[What this task involves] Pull out every line of the material below that contains the string "jeans", treating uppercase and lowercase as different.

[Records provided]

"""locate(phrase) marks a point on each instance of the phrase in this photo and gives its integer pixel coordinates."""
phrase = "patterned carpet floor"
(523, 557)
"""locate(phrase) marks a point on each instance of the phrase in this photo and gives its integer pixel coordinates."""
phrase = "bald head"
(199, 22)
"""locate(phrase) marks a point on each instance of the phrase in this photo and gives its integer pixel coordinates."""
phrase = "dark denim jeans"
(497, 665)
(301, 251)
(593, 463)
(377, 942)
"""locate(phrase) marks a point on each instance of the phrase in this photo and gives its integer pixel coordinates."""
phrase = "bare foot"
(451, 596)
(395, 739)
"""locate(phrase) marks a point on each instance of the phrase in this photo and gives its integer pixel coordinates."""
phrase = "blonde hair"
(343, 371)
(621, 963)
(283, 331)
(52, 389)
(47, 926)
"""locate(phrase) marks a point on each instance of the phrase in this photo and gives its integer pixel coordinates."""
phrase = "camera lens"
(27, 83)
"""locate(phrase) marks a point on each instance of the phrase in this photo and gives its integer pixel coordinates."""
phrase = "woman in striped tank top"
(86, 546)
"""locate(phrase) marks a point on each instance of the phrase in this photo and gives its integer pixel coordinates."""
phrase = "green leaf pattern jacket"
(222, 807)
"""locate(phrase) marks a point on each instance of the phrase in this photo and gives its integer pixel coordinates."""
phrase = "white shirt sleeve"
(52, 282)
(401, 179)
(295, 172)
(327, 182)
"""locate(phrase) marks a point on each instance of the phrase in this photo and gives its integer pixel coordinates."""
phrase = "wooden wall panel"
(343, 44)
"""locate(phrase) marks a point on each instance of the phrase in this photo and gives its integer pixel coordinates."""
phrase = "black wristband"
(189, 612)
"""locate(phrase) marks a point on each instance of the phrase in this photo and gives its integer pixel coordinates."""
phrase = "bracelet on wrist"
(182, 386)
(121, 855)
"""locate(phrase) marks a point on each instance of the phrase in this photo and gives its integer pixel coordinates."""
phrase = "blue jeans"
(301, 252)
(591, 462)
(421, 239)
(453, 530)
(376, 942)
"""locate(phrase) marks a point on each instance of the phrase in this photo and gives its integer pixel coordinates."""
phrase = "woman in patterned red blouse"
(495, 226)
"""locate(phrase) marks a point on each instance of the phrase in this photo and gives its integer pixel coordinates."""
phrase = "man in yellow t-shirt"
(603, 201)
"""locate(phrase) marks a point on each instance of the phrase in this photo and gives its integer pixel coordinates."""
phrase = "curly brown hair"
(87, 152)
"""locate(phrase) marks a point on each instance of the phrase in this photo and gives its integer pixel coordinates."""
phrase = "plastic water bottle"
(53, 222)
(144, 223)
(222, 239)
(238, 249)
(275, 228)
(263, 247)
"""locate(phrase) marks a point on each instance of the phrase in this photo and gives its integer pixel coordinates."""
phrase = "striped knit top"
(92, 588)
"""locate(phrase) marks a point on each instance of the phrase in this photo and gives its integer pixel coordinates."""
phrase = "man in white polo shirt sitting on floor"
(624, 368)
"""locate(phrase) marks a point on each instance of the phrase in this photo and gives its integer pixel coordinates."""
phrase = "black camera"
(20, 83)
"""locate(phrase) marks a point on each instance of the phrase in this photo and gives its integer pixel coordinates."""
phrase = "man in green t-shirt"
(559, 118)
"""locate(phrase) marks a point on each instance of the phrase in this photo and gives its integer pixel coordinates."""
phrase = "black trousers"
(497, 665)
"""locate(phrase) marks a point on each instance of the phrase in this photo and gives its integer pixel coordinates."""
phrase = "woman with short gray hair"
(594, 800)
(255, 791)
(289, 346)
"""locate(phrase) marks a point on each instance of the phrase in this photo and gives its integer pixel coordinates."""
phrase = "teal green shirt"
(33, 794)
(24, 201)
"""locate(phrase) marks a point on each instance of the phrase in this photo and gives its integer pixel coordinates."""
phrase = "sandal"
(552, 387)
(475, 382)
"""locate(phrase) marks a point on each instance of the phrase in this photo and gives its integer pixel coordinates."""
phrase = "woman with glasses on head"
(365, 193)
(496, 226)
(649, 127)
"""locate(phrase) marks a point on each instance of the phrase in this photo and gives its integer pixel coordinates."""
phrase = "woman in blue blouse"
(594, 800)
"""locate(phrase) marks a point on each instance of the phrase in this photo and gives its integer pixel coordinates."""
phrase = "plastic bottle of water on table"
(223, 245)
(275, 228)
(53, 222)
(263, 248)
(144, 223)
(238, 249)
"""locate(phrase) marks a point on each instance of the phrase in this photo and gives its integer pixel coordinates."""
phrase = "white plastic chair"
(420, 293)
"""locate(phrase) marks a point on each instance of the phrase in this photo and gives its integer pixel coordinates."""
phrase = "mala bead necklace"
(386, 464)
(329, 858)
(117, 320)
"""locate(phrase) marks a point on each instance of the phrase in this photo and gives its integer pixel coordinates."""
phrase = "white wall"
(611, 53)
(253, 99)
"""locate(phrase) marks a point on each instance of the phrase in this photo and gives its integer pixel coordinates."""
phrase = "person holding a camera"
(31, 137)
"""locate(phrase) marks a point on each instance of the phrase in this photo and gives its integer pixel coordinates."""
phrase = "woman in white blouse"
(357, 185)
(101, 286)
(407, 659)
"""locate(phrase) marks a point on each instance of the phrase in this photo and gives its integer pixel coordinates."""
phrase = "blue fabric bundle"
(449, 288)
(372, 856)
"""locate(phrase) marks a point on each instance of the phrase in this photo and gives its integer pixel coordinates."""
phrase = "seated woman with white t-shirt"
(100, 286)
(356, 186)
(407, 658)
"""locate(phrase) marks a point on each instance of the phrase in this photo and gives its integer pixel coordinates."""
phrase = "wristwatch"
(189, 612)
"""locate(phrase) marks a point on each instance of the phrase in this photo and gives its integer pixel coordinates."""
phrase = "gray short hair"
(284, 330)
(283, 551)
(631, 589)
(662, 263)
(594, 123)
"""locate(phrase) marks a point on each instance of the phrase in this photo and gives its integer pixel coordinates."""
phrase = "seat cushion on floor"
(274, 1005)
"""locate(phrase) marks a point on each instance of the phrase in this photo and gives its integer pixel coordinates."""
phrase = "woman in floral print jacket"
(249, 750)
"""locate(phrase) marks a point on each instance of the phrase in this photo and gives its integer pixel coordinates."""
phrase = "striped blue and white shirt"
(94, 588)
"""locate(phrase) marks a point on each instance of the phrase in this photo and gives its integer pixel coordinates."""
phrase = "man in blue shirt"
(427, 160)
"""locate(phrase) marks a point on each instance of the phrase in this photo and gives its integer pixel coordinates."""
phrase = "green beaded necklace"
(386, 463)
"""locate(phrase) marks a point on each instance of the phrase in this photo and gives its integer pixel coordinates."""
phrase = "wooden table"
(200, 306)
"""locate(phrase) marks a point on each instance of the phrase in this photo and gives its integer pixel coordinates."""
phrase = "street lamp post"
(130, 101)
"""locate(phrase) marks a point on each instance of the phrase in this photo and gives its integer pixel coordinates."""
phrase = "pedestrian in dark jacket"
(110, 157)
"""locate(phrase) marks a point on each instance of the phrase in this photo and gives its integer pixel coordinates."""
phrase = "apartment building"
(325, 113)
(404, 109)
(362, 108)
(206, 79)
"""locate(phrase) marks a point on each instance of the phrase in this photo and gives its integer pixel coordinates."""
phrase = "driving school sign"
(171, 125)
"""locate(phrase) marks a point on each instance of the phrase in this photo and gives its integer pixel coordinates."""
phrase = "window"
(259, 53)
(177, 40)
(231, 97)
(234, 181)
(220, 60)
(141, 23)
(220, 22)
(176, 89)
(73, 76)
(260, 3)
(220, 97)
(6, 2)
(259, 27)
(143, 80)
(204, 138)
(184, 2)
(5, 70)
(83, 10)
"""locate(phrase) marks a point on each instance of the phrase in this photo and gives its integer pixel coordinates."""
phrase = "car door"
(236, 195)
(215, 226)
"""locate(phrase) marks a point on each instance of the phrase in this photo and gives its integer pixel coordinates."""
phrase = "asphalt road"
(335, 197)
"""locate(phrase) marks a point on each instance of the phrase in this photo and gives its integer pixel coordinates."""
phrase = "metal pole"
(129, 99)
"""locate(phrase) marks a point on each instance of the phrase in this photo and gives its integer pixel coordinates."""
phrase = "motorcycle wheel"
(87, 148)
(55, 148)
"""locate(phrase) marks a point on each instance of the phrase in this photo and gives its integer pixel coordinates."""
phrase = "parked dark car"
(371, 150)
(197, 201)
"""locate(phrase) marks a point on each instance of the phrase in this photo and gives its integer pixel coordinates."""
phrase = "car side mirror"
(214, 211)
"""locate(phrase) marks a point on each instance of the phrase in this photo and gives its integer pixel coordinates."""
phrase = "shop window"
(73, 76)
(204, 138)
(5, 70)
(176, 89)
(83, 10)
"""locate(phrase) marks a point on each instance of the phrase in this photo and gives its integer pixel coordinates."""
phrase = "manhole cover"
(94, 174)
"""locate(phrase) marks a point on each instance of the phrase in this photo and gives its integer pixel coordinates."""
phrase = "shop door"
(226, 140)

---

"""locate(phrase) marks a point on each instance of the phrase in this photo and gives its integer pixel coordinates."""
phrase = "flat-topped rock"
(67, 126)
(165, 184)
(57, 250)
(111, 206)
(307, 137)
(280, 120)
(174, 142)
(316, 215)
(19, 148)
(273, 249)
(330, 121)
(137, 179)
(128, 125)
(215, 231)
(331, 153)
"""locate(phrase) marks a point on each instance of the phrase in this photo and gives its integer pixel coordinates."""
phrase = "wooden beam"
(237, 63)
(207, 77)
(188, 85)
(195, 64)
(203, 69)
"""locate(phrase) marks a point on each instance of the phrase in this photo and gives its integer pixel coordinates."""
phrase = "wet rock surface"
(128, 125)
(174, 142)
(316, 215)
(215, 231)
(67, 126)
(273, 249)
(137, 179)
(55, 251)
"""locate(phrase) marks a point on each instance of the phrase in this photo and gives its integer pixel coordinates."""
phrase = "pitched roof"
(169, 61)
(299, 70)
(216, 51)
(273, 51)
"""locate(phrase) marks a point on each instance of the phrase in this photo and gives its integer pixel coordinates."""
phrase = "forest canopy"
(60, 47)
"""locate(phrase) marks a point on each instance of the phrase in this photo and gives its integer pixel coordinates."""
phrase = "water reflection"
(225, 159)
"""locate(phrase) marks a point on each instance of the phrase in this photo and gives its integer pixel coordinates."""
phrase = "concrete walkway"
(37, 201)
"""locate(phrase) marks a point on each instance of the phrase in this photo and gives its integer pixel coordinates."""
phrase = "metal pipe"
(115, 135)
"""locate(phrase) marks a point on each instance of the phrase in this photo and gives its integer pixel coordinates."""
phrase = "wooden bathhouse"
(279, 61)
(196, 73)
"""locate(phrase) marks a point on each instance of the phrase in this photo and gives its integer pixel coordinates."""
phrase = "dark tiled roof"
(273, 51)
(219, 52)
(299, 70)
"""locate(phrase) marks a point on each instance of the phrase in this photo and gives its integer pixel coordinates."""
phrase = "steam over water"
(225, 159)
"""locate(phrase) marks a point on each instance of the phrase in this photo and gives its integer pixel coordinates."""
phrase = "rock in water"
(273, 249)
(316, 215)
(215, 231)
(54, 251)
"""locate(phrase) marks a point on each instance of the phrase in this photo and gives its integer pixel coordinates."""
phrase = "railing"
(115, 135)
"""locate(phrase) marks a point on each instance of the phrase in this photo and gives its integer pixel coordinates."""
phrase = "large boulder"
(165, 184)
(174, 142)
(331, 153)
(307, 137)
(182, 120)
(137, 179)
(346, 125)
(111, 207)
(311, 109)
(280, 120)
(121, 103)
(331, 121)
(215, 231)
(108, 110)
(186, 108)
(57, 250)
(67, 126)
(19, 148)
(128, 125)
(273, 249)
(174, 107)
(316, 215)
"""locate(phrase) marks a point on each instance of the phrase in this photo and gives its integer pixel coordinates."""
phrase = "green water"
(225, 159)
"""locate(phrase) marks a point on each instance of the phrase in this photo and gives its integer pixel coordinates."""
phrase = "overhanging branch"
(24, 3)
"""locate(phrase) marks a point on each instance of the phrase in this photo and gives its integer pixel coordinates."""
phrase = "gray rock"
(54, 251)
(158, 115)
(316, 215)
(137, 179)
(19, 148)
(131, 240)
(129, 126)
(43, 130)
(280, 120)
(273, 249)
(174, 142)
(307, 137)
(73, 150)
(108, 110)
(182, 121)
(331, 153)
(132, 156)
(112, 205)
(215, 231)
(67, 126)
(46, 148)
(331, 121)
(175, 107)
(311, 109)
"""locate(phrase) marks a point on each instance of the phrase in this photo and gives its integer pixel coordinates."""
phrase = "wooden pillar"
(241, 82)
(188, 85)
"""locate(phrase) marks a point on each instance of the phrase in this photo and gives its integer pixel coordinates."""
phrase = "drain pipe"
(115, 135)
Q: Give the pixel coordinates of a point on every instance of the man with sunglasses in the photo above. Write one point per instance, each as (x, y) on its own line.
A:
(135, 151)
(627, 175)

==

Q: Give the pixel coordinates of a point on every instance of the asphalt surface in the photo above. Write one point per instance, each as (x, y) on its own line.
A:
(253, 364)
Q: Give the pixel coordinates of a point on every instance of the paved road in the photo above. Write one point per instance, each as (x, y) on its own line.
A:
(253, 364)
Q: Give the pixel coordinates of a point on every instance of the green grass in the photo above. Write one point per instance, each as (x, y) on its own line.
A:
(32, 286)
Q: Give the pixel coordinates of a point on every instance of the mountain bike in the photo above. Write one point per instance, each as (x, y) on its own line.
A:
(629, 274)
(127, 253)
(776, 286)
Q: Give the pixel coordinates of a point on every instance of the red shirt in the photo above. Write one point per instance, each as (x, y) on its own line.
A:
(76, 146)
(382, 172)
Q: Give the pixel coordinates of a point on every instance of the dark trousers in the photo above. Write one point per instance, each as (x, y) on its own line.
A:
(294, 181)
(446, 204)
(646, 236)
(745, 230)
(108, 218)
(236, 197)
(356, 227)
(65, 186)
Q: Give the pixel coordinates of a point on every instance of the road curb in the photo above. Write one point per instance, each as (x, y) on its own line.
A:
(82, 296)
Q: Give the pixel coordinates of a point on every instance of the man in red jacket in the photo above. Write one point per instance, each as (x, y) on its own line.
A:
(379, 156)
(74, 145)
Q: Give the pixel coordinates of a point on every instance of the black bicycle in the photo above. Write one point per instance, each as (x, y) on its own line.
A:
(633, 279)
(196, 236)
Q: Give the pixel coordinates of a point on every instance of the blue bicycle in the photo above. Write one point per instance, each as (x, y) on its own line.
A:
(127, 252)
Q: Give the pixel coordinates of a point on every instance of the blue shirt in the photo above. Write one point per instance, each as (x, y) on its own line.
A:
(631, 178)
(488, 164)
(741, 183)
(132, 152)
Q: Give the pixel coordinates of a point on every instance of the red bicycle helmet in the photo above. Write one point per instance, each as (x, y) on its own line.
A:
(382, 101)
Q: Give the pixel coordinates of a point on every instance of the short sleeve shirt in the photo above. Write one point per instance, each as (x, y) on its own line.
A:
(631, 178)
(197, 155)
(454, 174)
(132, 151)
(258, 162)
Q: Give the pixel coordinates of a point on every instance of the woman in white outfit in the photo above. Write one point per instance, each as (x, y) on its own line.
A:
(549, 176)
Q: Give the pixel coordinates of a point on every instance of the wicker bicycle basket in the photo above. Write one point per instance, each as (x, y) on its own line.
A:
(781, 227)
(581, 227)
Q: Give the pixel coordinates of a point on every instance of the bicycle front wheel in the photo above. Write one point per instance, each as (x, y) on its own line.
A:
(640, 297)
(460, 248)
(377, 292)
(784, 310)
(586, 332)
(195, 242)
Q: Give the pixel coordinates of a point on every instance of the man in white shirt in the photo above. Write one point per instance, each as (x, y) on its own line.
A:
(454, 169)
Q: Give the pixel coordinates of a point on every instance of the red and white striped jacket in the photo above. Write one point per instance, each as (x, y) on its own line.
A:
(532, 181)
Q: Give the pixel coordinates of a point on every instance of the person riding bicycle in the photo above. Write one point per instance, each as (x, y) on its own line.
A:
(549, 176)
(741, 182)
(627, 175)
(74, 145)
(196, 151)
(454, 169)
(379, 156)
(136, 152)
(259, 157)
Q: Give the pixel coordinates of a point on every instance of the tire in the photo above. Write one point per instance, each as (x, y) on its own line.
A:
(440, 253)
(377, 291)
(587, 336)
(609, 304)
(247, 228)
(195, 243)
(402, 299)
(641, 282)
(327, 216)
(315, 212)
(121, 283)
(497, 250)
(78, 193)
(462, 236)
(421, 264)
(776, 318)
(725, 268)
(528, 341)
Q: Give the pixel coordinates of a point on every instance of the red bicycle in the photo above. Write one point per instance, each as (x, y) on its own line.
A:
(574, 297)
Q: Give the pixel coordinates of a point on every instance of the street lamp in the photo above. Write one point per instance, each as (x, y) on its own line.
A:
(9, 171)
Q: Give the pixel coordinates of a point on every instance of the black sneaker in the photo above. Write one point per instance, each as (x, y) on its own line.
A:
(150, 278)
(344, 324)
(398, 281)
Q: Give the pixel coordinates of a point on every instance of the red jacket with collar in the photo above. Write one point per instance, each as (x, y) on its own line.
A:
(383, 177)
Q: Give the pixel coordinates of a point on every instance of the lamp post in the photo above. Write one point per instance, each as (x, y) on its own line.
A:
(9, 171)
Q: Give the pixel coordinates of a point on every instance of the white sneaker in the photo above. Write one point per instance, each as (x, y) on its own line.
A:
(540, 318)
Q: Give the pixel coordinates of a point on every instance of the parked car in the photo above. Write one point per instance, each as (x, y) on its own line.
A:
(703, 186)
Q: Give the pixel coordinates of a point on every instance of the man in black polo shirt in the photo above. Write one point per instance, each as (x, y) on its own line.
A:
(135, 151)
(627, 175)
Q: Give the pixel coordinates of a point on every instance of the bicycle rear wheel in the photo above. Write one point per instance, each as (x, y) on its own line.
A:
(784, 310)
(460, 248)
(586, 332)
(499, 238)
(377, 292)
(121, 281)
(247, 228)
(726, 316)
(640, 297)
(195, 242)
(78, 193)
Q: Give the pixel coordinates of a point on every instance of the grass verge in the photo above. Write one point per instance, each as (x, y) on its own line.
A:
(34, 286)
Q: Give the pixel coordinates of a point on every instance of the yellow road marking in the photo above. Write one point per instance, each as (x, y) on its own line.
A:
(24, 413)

[Output of the exercise]
phrase = "dark denim jeans"
phrase = "blue jeans"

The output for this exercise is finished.